Task. Leave out the pictures, and quote exactly the lines running from the one with "# test: point at every instance of the rear fender, one" through the last line of the entries below.

[Labeled-object pointing entries]
= = = = = = =

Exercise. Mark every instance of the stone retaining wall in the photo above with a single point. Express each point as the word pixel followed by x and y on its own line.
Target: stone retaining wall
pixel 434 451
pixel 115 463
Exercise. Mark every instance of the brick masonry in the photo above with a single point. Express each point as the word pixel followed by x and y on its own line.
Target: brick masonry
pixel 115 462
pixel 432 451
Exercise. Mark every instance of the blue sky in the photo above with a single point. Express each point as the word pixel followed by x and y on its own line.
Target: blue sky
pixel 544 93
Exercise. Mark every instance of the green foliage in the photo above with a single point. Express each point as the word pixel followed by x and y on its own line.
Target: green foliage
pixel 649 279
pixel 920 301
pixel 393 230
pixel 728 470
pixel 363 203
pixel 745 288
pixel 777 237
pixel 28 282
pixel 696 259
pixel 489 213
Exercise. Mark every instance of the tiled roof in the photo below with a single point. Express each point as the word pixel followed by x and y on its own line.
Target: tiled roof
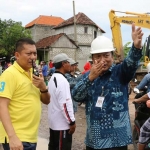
pixel 48 41
pixel 81 18
pixel 45 20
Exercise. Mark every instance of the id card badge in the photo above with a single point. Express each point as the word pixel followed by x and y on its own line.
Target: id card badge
pixel 100 101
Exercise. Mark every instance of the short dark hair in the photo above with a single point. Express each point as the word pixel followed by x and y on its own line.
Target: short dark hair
pixel 19 44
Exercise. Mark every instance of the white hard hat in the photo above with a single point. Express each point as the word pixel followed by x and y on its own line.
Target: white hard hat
pixel 101 44
pixel 148 67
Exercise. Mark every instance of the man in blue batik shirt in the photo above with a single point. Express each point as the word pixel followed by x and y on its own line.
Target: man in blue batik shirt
pixel 105 91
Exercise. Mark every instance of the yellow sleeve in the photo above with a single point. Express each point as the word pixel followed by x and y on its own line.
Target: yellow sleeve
pixel 7 84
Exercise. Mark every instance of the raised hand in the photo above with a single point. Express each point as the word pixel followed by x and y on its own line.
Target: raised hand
pixel 137 36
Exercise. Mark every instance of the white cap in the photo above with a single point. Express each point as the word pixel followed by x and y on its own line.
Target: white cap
pixel 60 57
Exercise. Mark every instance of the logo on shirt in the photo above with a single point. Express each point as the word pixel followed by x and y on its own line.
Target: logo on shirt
pixel 2 86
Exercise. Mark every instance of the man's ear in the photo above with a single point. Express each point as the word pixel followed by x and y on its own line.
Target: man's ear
pixel 16 55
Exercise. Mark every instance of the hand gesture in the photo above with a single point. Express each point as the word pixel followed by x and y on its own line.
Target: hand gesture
pixel 137 36
pixel 39 81
pixel 15 143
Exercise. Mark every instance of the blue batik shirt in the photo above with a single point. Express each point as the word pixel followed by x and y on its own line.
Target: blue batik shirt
pixel 108 126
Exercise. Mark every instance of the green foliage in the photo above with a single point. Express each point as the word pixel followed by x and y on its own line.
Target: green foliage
pixel 10 32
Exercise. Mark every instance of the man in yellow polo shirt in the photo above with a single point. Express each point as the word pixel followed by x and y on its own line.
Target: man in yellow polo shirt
pixel 21 94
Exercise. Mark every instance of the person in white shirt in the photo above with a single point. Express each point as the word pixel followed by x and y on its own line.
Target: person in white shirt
pixel 60 110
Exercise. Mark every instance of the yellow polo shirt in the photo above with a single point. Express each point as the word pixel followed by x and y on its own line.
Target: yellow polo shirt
pixel 25 104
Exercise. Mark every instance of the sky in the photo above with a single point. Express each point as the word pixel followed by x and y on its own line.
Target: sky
pixel 97 10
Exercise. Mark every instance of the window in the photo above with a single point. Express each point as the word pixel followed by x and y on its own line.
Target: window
pixel 95 34
pixel 85 29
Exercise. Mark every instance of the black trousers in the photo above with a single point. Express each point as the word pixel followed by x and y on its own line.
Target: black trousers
pixel 26 146
pixel 115 148
pixel 60 140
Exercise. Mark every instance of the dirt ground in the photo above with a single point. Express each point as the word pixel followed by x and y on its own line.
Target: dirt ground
pixel 79 135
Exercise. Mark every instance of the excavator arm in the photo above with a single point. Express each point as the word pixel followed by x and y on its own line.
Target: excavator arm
pixel 141 20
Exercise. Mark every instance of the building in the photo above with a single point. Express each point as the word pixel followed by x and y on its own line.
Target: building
pixel 76 46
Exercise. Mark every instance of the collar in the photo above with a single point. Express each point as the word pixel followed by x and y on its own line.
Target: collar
pixel 19 68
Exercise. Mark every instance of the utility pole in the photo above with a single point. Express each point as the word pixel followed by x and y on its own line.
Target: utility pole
pixel 75 29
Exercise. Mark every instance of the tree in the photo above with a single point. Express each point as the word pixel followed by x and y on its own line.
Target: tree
pixel 10 32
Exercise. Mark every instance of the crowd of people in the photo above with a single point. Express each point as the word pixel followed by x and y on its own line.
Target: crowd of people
pixel 103 87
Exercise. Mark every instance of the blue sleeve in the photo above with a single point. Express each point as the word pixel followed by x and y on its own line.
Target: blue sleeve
pixel 143 82
pixel 80 90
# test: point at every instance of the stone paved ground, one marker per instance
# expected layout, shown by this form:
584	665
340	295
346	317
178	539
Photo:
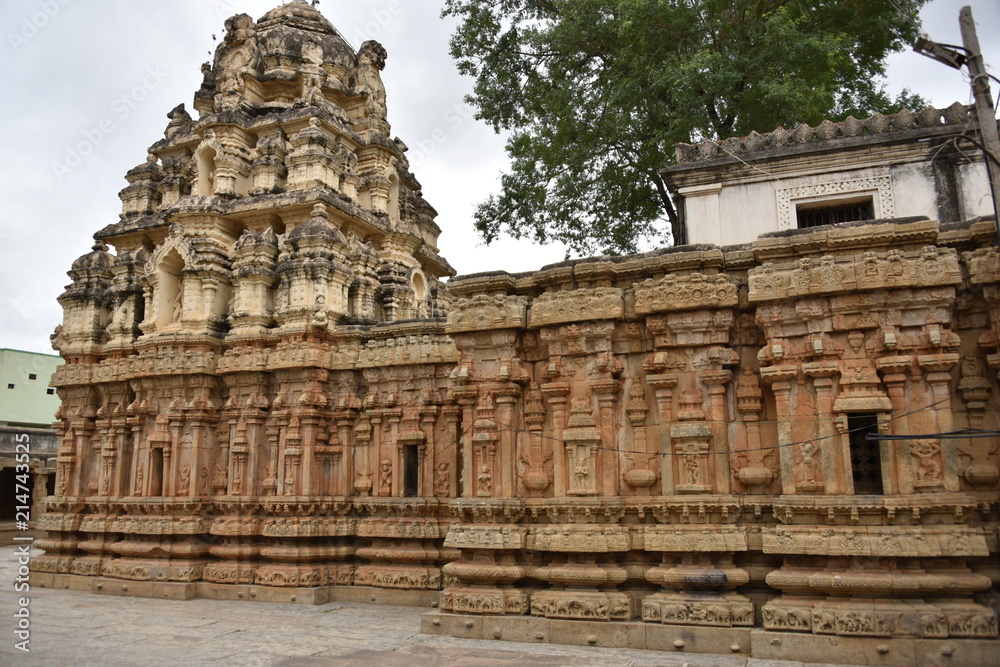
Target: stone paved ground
71	628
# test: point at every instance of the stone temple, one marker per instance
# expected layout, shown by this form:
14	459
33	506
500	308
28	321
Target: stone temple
785	448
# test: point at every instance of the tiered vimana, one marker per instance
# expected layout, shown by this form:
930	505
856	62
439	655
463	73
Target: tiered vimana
269	394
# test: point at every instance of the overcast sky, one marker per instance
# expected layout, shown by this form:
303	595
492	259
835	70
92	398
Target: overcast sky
88	84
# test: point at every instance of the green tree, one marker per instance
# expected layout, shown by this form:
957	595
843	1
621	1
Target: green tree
595	93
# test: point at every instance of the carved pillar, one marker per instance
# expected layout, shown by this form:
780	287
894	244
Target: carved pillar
834	460
607	472
937	371
717	459
894	371
557	395
663	385
467	401
638	473
506	399
779	378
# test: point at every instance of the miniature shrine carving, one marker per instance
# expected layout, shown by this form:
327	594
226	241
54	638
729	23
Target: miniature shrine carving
274	383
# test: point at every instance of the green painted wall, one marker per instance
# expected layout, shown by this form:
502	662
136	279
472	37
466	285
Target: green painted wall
24	400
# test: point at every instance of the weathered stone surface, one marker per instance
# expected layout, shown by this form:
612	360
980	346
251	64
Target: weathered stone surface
270	392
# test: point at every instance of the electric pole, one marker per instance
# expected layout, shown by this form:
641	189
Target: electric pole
985	114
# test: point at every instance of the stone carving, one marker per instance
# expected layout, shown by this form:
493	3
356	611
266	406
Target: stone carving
600	303
688	292
271	384
927	453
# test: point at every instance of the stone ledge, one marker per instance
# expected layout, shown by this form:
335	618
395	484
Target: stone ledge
174	590
755	643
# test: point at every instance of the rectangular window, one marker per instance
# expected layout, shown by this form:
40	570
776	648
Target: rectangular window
830	212
866	460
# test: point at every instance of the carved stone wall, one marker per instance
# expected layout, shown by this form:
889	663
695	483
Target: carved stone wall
259	397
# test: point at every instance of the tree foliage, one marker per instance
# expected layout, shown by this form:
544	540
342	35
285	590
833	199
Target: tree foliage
595	93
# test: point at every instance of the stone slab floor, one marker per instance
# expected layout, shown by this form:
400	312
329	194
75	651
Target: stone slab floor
70	628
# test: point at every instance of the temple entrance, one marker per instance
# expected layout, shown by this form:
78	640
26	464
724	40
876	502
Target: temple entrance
866	460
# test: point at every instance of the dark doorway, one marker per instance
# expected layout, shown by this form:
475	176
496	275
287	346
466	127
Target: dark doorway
866	461
411	470
156	473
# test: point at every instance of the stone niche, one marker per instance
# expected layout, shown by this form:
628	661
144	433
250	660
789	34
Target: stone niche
270	394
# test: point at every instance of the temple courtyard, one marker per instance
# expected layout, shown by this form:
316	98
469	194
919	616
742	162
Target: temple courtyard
68	628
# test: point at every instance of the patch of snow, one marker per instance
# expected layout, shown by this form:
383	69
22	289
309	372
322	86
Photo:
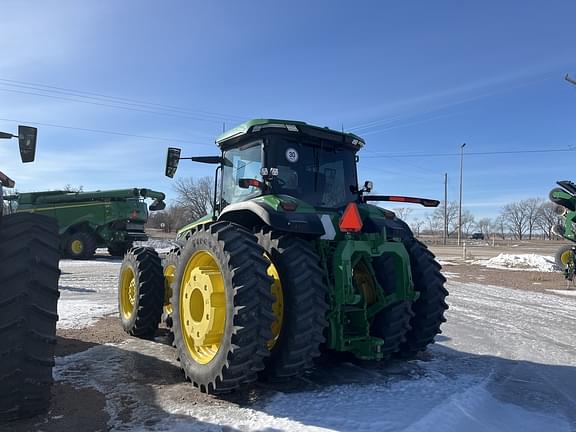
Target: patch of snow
88	291
526	262
571	293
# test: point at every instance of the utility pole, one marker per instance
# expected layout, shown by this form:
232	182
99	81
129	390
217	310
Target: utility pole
445	208
460	204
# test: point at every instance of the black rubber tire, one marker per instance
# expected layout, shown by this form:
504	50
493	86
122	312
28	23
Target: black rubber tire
305	306
149	297
559	253
248	308
28	313
119	249
171	260
429	308
88	245
392	323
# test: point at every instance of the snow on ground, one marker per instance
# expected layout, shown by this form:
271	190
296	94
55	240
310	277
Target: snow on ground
531	262
88	291
571	293
506	362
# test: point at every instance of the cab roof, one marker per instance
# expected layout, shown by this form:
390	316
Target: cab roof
254	126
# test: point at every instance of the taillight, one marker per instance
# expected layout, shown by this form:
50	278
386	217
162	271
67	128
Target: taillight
351	220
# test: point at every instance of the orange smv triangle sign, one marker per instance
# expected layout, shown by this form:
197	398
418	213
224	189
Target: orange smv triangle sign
351	220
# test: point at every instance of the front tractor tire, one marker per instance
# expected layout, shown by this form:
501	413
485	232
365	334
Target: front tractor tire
141	292
429	308
28	313
80	245
222	308
299	307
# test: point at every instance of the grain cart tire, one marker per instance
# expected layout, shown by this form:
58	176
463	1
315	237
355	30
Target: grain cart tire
169	265
28	313
563	256
119	249
141	292
80	245
299	307
222	305
429	308
393	322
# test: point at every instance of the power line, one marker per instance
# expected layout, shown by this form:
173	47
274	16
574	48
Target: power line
123	100
107	132
486	153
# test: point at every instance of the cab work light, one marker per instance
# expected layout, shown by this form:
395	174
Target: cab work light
351	220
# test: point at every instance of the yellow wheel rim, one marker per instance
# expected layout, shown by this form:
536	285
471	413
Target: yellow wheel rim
169	276
77	247
202	307
566	257
277	306
127	292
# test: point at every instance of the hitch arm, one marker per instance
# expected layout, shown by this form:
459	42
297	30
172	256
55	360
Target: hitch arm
395	198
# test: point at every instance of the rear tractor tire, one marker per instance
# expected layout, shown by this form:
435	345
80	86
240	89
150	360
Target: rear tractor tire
299	307
80	245
429	308
222	308
141	292
28	313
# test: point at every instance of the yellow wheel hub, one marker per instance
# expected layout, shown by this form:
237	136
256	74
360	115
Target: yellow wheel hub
169	276
278	305
127	293
77	247
566	258
202	307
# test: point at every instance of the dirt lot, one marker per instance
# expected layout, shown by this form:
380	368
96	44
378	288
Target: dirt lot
83	408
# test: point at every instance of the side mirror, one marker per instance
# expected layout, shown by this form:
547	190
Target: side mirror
172	159
157	205
27	136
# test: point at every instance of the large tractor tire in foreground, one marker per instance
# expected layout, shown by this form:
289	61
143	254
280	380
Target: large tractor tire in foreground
299	307
222	305
429	308
28	313
141	292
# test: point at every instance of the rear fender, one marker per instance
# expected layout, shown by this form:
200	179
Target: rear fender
252	214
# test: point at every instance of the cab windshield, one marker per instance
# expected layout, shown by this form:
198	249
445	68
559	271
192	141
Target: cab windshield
321	174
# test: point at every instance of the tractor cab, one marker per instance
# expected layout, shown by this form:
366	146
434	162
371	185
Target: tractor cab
277	157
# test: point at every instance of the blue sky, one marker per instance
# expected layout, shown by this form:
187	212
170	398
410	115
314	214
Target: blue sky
410	77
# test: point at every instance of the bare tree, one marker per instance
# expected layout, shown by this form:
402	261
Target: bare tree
484	225
195	196
515	216
532	207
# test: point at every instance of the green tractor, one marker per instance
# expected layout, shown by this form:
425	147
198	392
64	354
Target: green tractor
565	199
293	260
28	301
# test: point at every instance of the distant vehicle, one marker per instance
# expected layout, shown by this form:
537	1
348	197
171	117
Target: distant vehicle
88	220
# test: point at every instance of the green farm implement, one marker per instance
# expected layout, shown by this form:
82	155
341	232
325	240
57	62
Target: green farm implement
294	258
113	219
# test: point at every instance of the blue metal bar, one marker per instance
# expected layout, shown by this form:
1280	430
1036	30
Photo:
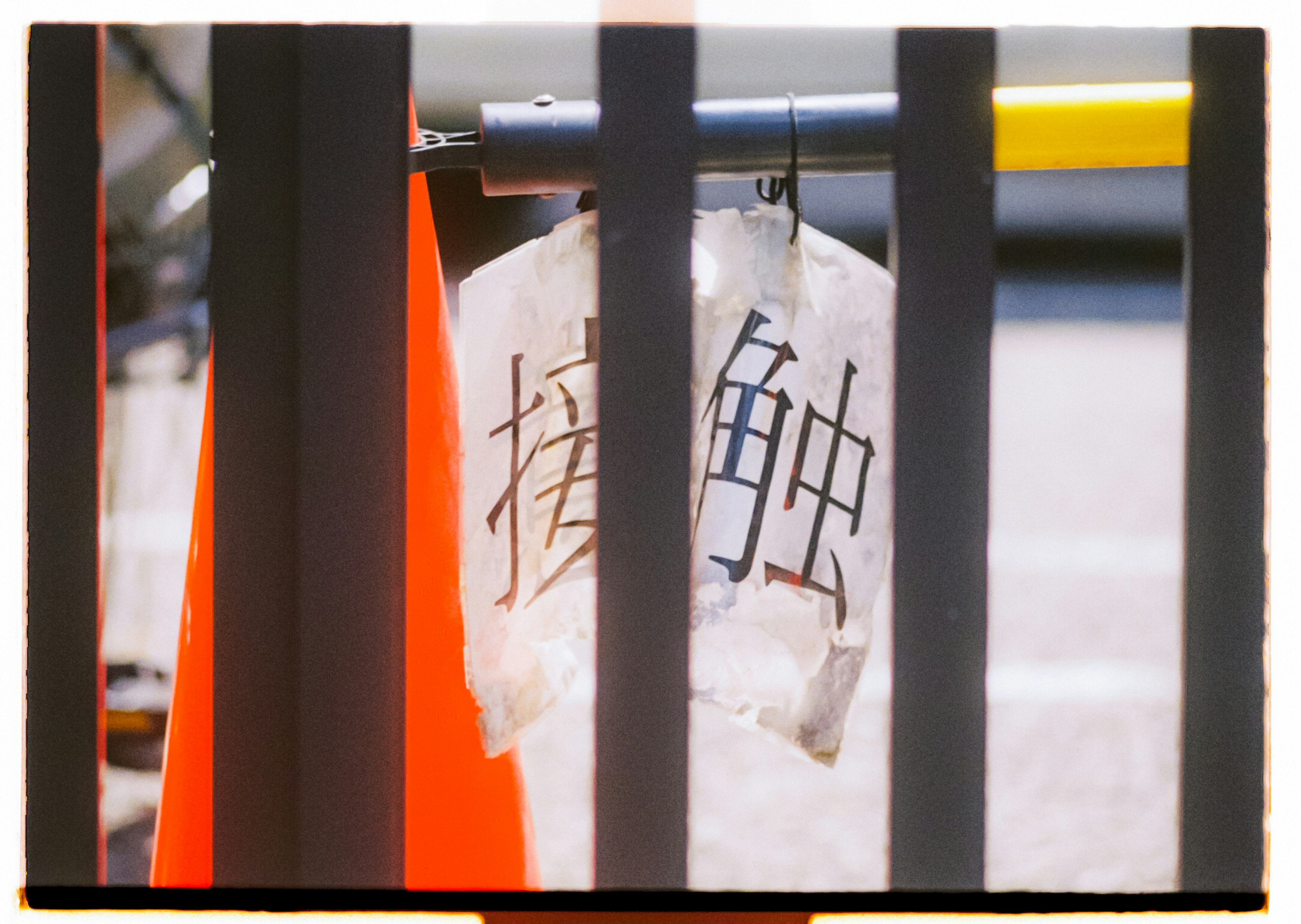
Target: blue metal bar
550	146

= = = = = = =

Solution below.
# test: point at every instance of the rear fender, one marker per instance
# expected layout, shown by this form:
200	179
Target: rear fender
252	214
# test: point at every instance of the cab windshield, one marker per instance
# expected layout, shown by this form:
198	249
445	68
559	271
192	141
Target: cab windshield
321	174
# test: point at every instance of the tractor cab, one marker per instance
# expected layout, shown by this form:
366	146
434	162
371	185
Target: tractor cab
277	157
# test: point at every instance of the blue sky, one marker per instance
# expected layout, shown by this form:
187	212
170	398
410	115
314	214
Target: blue sky
410	77
# test: point at every instance of the bare tree, one marker per instance
# expected layout, shown by this form:
402	261
Target: bare tree
484	225
195	196
515	216
532	207
# test: point at every instance of the green tractor, one marker per instance
# expected layout, shown by this form:
425	147
198	392
64	354
Target: green tractor
565	199
293	260
28	301
# test: point at every instance of the distant vehicle, one marker per instance
# expected layout, shown by this form:
537	1
348	197
171	117
Target: distant vehicle
88	220
# test: point at every instance of the green farm implement, one marker per instance
# expected layout, shown by this form:
82	155
341	232
325	240
57	62
Target: green farm implement
294	258
113	219
# test: point at every instance of the blue metal bar, one marker per instance
# expected layout, shown by this form:
1280	430
1036	30
Photo:
Target: blue metal bar
550	146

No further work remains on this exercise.